* GIVEN INSTRUCTION: Pick up the forum comment on the decline of the telephone call after its final sentence and write the next part.

* SELECTED TEXT:
Begin

The Death of the Telephone Call: 1876–2007 - Hooke
http://www.slate.com/articles/life/the_next_20/2016/09/what_s_lost_when_telephone_calls_disappear.html
======
tacostakohashi
I think this is another example of popularity and commoditization eventually
destroying something.

First, telephones start out as expensive, only available in big cities. I'm
not old enough to remember this, but I suspect it would have been an exclusive
and prestigious club.

Eventually, telephones get widespread, and cheaper - I'm thinking like mid
90s, before mobile phones became mass market. This was "peak telephone", and
it's what I remember from my youth. It was actually pretty good! As the author
says, you could casually call your friends without seeming intrusive or
clingy, and you could call most business or government agencies and talk to
staff, getting quick responses to inquiries from knowledgeable people. Towards
the end of this era, you have lots of information lines for time, weather,
movies, phone banking services, etc.

End

* GIVEN ENTRIES:

Begin

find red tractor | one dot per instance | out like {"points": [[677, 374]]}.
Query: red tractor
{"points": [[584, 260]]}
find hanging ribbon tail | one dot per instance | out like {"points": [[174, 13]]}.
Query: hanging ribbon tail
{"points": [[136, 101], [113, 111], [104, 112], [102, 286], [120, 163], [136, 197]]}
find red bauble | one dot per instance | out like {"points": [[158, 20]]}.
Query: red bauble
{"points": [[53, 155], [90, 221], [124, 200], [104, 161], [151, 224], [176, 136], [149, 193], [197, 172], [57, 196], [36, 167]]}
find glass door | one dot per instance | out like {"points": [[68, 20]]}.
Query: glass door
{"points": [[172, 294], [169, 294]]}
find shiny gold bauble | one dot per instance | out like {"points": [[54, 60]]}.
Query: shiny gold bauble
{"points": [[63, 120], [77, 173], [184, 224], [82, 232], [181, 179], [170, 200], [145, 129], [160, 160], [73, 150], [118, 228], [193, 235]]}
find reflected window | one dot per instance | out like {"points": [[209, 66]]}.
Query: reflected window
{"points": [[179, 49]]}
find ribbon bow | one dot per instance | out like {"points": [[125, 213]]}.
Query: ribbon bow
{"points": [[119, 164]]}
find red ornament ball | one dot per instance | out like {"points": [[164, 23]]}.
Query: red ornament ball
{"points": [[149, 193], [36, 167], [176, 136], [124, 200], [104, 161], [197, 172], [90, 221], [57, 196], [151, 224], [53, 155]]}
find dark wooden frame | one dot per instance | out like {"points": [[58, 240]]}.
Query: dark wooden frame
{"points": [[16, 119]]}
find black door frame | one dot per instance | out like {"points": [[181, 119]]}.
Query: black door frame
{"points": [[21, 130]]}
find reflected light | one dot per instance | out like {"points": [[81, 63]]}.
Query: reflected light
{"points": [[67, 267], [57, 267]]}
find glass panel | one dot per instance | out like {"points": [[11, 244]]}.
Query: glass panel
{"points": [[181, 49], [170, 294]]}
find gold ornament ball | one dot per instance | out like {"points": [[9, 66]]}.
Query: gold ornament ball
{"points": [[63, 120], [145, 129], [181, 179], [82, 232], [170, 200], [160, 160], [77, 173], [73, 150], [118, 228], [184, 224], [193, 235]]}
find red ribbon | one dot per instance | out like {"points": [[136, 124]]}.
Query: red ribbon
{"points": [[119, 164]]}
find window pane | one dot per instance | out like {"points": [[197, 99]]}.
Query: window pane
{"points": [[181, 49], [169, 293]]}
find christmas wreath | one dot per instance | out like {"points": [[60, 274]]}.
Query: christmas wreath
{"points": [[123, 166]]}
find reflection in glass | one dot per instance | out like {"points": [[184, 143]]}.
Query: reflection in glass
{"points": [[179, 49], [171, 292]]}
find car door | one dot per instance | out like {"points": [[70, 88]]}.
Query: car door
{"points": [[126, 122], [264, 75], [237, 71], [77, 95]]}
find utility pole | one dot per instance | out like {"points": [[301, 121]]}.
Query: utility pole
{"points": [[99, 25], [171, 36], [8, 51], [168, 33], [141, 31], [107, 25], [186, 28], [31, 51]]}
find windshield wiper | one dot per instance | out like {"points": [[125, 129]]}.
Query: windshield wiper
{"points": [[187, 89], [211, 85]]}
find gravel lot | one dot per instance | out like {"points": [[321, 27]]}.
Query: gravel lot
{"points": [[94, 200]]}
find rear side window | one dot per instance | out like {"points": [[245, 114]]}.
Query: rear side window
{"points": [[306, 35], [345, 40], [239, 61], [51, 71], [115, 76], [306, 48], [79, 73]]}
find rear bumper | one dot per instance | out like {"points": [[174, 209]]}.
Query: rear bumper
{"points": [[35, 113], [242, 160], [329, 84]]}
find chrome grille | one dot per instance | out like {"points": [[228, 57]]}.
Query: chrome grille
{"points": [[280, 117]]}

End

* EXERCISE ANSWER:
Around this time, call centers are introduced - if you call a business or
government agency, you don't end up talking to some knowledgeable subject
matter expert about some topic, you talk to a call center operator who has a
script, and if it's anything non-trivial, tries to transfer you, call back, or
generally mess you around.

At this point, the phone network is so cheap, with so many subscribers that
the temptation to abuse it to sell things to people is irresistible. Robo-
dialling, answering machines, caller ID, and the Do Not Call registry are all
introduced to the system, in a nuisance call arms race between callers and
callees.

The call centers go to India, and the Philippines. The call center operators
get placed behind a interactive voice response system (IVR). Now, it's pretty
much impossible to get anything useful done by phone. Landlines are
disconnected, people have voice numbers on their mobile devices, but refuse to
answer calls from numbers that aren't in their address book.

Unfortunately, this seems to be the fundamental nature of communications
networks - the story isn't much different for postal mail, fax, email, usenet,
facebook. Success seems to kill the network in the end.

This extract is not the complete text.